*Task*.
Take the entries below and print all of them exactly, please.

(Position identification records)
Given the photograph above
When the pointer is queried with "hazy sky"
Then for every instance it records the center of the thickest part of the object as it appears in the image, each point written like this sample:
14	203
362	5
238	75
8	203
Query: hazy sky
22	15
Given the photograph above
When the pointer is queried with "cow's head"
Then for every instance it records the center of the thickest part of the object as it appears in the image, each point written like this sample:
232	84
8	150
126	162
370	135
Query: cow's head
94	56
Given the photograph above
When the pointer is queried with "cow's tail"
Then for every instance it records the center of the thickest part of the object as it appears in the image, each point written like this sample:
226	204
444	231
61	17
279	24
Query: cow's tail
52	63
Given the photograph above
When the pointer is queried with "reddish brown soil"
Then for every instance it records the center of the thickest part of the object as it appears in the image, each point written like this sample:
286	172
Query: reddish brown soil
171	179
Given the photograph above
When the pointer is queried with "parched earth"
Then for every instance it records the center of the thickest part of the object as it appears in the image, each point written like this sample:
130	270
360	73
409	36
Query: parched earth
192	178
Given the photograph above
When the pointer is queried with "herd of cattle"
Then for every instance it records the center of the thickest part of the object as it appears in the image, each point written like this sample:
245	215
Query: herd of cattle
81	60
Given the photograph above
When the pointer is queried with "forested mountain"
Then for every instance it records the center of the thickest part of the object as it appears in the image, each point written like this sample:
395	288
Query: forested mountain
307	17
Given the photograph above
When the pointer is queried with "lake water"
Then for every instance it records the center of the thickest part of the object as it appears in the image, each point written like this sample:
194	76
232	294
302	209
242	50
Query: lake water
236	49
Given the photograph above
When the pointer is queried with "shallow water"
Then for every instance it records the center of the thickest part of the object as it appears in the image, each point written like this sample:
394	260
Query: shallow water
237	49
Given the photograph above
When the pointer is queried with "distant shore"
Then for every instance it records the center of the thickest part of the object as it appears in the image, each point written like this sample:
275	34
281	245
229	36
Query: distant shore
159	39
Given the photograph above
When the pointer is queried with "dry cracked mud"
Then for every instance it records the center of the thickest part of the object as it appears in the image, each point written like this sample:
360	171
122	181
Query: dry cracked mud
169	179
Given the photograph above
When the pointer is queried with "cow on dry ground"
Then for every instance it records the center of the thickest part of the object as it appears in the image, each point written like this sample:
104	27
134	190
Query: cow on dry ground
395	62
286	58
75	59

*Response to this task*.
Given the photograph above
When the pointer is queried with "hazy sky"
Then for every instance it records the center of the thickest part of the object as it appears in the image, each point written like this sample:
14	203
362	5
238	75
8	203
Query: hazy sky
22	15
Given the photograph above
When the pointer is queried with "cow's head"
Then for every instance it records the center of the thickest part of the object as it appears in the image, each point written like this sample:
232	84
8	150
126	162
370	135
Query: cow's head
94	56
Given the photograph above
When the pointer is queried with "cow's tail"
Then for every instance it records the center of the thickest part of the object as it appears in the image, each point written like this sample:
226	204
444	231
61	17
279	24
Query: cow's tail
52	63
Given the photograph above
When the pointer is queried with "reddish brown soil"
Then for every instance it records the center of the thickest part of the object as it appears in the image, each point written like this sample:
286	172
Query: reddish brown soil
171	179
Given the photograph above
When the pointer is queried with "parched earth"
Then for every instance it records the center of the thickest part of the object as it appears in the image, each point written like this sample:
130	270
360	73
409	36
Query: parched earth
192	178
Given the photograph above
When the pointer is queried with "herd of cattle"
Then for every instance it records the center of the thickest part of the object as it appears in the image, each point written like this sample:
245	215
Query: herd of cattle
81	60
Given the photograph above
When the pointer is queried with "forested mountain"
Then for every instance it records the center of the thickest part of the object as it appears in the image, each point written like this sample:
395	288
Query: forested mountain
307	17
Given the photograph above
When the pointer is queried with "lake water"
Then for every instance it records the center of the thickest part of the object as it appears in the image, each point written like this sample:
194	76
232	294
302	209
242	50
Query: lake water
236	49
Given the photograph above
When the pointer is queried with "shallow water"
Then for every instance it records the center of the thickest part of the object as it appears in the image, each point written like this sample:
394	260
Query: shallow water
237	49
Given the photograph above
When the pointer is queried with "distant shore"
Then for every instance it records the center of the thickest part of the object as it appears in the image, each point written like this sample:
275	34
281	245
229	36
Query: distant shore
159	39
Given the photograph above
When the pointer is queried with "dry cracked mud"
Then for every instance it records the center of the thickest part of the object as it appears in the image, each point written like this sample:
360	171
122	181
Query: dry cracked mud
169	179
Given the photograph above
When the pointer is queried with "cow on dry ground"
Then for every instance it records the center of the thickest part of the object as it appears in the image, each point written like this sample:
104	27
134	190
Query: cow on dry ground
395	62
286	58
75	59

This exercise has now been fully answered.